#### [Task instructions]
Please reproduce, word for word, the lines of the records starting with the line that contains "stainless steel refrigerator" and going on through the line that contains "top-left (375, 124), bottom-right (498, 201)", both of those lines included. Give only these lines.
>> BEGIN
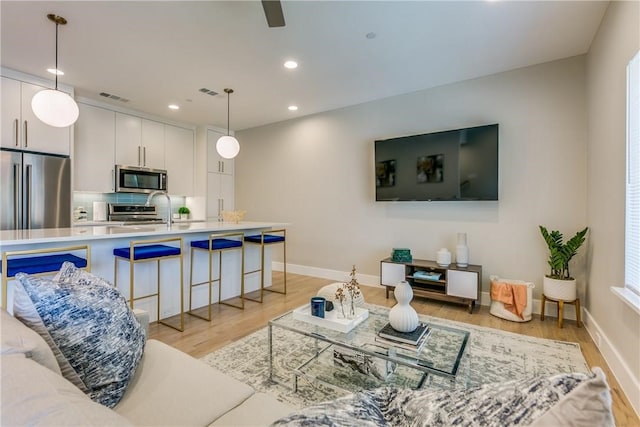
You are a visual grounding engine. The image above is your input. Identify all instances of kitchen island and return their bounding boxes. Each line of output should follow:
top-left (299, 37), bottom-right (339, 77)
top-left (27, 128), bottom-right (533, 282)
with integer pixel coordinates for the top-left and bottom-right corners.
top-left (0, 221), bottom-right (286, 321)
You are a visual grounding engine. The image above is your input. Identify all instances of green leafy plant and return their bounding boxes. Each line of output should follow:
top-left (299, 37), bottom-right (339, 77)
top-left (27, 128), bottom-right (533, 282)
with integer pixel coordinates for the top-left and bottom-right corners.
top-left (539, 226), bottom-right (589, 280)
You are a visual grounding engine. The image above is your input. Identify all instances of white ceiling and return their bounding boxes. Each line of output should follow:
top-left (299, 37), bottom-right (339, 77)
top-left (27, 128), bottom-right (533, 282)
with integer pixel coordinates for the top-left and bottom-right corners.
top-left (0, 0), bottom-right (608, 130)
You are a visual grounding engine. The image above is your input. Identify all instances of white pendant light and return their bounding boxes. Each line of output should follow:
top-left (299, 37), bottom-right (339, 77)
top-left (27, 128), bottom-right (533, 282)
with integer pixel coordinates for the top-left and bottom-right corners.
top-left (31, 13), bottom-right (80, 128)
top-left (216, 89), bottom-right (240, 159)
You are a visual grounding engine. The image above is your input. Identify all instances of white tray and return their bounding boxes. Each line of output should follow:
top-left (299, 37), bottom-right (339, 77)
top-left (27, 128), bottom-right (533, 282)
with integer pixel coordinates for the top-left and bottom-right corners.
top-left (293, 303), bottom-right (369, 332)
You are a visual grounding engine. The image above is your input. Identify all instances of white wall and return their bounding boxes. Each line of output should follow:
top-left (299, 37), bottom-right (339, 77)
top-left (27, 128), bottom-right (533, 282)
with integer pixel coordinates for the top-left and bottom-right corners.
top-left (236, 57), bottom-right (587, 295)
top-left (585, 1), bottom-right (640, 413)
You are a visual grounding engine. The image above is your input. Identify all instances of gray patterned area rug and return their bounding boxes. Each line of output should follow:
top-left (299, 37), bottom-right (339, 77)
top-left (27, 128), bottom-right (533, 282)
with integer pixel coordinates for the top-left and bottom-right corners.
top-left (201, 304), bottom-right (590, 408)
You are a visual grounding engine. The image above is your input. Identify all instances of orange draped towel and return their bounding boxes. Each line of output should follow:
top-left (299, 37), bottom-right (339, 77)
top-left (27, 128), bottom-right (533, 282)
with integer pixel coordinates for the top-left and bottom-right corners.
top-left (491, 280), bottom-right (527, 320)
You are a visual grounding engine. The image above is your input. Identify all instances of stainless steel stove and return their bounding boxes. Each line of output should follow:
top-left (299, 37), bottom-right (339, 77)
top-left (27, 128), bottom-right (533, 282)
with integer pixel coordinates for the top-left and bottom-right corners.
top-left (108, 203), bottom-right (166, 225)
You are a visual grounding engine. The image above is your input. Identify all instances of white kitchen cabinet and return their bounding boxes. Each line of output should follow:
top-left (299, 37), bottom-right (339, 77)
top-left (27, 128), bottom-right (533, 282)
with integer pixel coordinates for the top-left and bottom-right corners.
top-left (141, 119), bottom-right (165, 169)
top-left (207, 129), bottom-right (235, 219)
top-left (73, 104), bottom-right (116, 193)
top-left (207, 172), bottom-right (234, 219)
top-left (116, 113), bottom-right (165, 169)
top-left (115, 113), bottom-right (142, 166)
top-left (164, 125), bottom-right (194, 196)
top-left (207, 129), bottom-right (234, 175)
top-left (0, 77), bottom-right (71, 156)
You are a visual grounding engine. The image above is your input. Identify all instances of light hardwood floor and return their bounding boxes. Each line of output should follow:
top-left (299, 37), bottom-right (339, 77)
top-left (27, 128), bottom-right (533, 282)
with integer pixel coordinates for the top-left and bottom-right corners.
top-left (149, 272), bottom-right (640, 427)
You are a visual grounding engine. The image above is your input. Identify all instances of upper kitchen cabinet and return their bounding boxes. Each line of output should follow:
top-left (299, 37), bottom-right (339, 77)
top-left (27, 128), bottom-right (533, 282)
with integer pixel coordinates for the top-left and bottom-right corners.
top-left (73, 104), bottom-right (116, 193)
top-left (164, 125), bottom-right (194, 196)
top-left (115, 113), bottom-right (165, 169)
top-left (0, 76), bottom-right (71, 156)
top-left (207, 129), bottom-right (233, 175)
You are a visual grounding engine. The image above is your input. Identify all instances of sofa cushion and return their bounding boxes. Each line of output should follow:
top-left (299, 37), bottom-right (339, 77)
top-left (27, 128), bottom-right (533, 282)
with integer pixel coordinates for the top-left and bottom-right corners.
top-left (0, 309), bottom-right (61, 375)
top-left (13, 263), bottom-right (146, 407)
top-left (273, 368), bottom-right (614, 427)
top-left (114, 340), bottom-right (254, 426)
top-left (0, 354), bottom-right (131, 426)
top-left (211, 393), bottom-right (295, 427)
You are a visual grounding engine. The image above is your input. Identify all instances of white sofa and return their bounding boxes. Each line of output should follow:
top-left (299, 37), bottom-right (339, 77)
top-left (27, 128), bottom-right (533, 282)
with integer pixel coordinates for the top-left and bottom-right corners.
top-left (0, 310), bottom-right (294, 426)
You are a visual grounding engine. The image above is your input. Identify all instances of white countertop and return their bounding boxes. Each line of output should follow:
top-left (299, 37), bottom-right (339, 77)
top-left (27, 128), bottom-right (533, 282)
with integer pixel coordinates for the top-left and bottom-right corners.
top-left (0, 221), bottom-right (287, 246)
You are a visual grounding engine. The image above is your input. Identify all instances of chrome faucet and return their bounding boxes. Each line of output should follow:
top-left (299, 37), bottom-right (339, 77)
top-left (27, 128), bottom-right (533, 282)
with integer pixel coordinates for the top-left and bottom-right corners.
top-left (144, 190), bottom-right (171, 229)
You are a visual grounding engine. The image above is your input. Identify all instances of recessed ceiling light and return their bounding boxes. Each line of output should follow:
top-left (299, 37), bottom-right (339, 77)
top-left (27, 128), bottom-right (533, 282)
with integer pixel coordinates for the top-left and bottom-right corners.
top-left (284, 61), bottom-right (298, 70)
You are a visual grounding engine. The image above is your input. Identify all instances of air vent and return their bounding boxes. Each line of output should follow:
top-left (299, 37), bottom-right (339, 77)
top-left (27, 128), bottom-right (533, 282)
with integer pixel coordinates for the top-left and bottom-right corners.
top-left (100, 92), bottom-right (129, 102)
top-left (200, 87), bottom-right (218, 96)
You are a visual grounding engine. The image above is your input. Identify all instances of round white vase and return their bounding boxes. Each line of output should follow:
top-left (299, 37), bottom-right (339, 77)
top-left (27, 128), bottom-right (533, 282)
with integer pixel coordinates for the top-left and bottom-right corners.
top-left (456, 233), bottom-right (469, 267)
top-left (389, 280), bottom-right (420, 332)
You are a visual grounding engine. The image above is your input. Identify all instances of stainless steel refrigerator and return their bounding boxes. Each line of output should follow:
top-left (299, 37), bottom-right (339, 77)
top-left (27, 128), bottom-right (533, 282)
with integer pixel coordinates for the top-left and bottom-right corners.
top-left (0, 150), bottom-right (71, 230)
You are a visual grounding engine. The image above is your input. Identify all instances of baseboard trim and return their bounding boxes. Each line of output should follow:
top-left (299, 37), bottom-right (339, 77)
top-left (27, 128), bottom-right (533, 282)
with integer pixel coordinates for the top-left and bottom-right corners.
top-left (582, 309), bottom-right (640, 417)
top-left (271, 261), bottom-right (380, 286)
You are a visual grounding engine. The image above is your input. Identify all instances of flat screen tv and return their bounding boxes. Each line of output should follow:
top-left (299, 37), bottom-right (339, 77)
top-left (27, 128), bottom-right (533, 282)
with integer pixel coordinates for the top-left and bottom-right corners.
top-left (375, 124), bottom-right (498, 201)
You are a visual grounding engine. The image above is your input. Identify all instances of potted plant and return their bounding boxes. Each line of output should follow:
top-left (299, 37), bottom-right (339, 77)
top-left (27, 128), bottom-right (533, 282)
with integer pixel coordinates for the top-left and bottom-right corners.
top-left (178, 206), bottom-right (191, 219)
top-left (540, 226), bottom-right (589, 301)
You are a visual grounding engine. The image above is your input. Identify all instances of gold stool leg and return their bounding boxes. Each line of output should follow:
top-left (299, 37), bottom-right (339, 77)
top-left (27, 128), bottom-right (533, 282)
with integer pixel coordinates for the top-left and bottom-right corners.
top-left (558, 300), bottom-right (564, 328)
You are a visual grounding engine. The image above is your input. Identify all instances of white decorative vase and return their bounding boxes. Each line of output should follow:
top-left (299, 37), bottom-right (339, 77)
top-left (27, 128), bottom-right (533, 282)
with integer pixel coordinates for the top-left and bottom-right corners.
top-left (542, 276), bottom-right (578, 301)
top-left (456, 233), bottom-right (469, 267)
top-left (436, 248), bottom-right (451, 267)
top-left (389, 280), bottom-right (420, 332)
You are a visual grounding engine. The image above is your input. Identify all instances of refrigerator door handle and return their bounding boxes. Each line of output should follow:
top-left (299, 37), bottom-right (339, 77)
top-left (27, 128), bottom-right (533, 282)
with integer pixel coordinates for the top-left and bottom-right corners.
top-left (13, 163), bottom-right (22, 230)
top-left (25, 165), bottom-right (31, 229)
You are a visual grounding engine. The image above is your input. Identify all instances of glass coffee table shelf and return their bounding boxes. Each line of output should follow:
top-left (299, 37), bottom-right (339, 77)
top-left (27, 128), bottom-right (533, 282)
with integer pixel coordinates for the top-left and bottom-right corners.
top-left (268, 306), bottom-right (469, 391)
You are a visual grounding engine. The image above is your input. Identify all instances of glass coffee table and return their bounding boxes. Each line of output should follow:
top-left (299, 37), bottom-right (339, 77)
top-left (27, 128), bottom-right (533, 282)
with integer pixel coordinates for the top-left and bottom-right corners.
top-left (268, 305), bottom-right (469, 391)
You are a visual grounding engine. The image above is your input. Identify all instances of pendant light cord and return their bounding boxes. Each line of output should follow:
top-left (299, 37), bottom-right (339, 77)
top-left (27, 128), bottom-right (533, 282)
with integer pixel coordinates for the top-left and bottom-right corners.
top-left (55, 22), bottom-right (59, 90)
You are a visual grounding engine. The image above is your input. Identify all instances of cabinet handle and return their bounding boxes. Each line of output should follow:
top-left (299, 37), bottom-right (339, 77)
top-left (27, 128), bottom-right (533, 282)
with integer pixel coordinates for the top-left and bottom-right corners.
top-left (13, 163), bottom-right (22, 230)
top-left (13, 119), bottom-right (20, 147)
top-left (25, 165), bottom-right (32, 229)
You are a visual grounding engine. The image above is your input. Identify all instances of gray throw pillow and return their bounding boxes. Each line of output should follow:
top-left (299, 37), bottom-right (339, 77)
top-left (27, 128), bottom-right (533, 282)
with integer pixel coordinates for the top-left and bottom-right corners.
top-left (14, 263), bottom-right (146, 408)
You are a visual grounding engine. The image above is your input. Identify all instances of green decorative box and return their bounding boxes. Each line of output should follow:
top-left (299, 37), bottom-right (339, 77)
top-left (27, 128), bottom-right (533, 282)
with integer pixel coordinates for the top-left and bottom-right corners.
top-left (391, 248), bottom-right (413, 262)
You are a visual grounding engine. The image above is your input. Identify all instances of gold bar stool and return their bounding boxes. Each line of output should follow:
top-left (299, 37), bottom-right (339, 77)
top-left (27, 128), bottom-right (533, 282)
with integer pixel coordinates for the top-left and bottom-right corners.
top-left (113, 237), bottom-right (184, 332)
top-left (2, 245), bottom-right (91, 308)
top-left (244, 229), bottom-right (287, 303)
top-left (188, 233), bottom-right (244, 321)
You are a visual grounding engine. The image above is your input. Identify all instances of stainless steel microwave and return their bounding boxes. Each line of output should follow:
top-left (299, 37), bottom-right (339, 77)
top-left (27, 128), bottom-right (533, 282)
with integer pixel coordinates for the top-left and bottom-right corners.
top-left (115, 165), bottom-right (167, 193)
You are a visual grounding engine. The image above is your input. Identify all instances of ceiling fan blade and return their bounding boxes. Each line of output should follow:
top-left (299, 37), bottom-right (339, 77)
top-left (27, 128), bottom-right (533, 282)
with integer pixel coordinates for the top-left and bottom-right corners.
top-left (262, 0), bottom-right (285, 28)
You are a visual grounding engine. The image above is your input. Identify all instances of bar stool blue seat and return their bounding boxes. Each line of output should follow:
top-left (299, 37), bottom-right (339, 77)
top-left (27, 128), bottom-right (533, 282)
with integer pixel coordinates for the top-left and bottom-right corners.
top-left (113, 237), bottom-right (184, 332)
top-left (2, 245), bottom-right (91, 308)
top-left (244, 229), bottom-right (287, 303)
top-left (188, 233), bottom-right (244, 321)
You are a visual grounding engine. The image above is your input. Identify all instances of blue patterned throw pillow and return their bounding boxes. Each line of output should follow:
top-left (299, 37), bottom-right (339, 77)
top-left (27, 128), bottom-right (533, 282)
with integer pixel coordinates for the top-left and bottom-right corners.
top-left (14, 263), bottom-right (146, 408)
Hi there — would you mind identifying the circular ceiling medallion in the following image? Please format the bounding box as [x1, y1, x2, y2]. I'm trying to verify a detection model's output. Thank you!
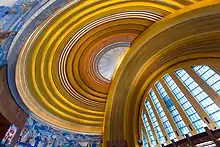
>> END
#### [Answer in full]
You are a visual grounding engine. The image above is your input. Identify all instances of stainless steel refrigerator and return their bounding boxes. Each line of output should follow:
top-left (299, 37), bottom-right (339, 77)
top-left (27, 128), bottom-right (533, 282)
with integer pixel coordinates for the top-left and bottom-right corners.
top-left (0, 150), bottom-right (71, 230)
You are a visual grounding engine. The image above is your input. Identify all instances of baseboard trim and return their bounding boxes. Each line of output should follow:
top-left (299, 37), bottom-right (339, 77)
top-left (27, 128), bottom-right (533, 282)
with integer pixel coordinates for the top-left and bottom-right corners.
top-left (582, 309), bottom-right (640, 417)
top-left (271, 261), bottom-right (380, 286)
You are a visual grounding engine. The image above is your input. Identify all instances of flat screen tv and return their bounding boxes. Each line of output should follow:
top-left (299, 37), bottom-right (339, 77)
top-left (27, 128), bottom-right (533, 282)
with integer pixel coordinates for the top-left and bottom-right corners.
top-left (375, 124), bottom-right (498, 201)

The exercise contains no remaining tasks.